[Contour labeling items]
——
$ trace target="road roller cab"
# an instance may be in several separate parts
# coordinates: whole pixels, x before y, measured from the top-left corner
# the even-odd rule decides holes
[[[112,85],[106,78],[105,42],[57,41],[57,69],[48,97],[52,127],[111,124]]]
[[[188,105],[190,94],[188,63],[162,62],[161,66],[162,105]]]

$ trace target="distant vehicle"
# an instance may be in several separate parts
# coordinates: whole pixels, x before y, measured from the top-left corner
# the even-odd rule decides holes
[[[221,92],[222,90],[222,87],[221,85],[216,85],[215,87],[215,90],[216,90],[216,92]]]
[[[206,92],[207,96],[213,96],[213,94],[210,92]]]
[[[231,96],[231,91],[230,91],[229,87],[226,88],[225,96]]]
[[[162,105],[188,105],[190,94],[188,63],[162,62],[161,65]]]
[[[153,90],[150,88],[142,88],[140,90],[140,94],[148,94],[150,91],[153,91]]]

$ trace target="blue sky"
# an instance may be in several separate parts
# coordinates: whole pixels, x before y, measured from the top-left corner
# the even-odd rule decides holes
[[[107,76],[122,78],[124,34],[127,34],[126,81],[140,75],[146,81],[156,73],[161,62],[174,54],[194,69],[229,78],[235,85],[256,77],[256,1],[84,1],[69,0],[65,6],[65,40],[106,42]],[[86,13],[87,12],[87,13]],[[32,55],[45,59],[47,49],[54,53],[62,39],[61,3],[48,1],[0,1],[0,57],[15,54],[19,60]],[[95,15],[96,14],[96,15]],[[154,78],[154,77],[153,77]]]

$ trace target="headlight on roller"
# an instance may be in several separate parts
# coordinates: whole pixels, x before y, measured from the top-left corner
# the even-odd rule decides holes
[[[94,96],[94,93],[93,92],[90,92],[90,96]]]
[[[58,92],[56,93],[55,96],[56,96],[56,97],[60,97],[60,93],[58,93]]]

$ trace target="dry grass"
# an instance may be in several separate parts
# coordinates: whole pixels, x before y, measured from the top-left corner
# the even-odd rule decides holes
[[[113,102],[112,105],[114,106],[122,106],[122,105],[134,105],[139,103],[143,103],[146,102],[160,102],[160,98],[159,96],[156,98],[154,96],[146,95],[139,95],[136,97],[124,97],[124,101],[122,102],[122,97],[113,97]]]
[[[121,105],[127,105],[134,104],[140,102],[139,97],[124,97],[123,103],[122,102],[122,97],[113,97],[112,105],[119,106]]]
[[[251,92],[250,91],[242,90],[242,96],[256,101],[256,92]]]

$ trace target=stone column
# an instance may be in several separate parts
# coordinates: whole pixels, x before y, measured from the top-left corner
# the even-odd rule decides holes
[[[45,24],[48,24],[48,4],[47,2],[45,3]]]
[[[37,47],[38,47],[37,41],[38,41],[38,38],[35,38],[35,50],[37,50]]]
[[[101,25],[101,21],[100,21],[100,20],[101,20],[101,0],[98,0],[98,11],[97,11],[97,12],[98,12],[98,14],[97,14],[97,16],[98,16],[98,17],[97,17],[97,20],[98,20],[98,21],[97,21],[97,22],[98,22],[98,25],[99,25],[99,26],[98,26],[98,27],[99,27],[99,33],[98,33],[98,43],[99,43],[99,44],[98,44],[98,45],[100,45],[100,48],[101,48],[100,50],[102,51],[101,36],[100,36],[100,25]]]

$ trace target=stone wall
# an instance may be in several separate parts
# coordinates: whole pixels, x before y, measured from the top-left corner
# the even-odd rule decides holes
——
(Task details):
Rewrite every line from the start of the data through the line with "[[[188,105],[190,94],[188,63],[162,62],[161,66],[162,105]]]", requests included. Scale each coordinate in the answers by 2.5, rounding to whole numbers with halves going up.

(Output):
$ trace target="road roller cab"
# an instance may be in several separate parts
# coordinates: whole pixels, x before y, measured from the top-left corner
# the even-odd rule decides holes
[[[280,213],[265,195],[263,105],[143,103],[143,173],[120,243],[130,318],[278,310]]]
[[[470,263],[475,235],[470,158],[405,155],[403,165],[405,263]]]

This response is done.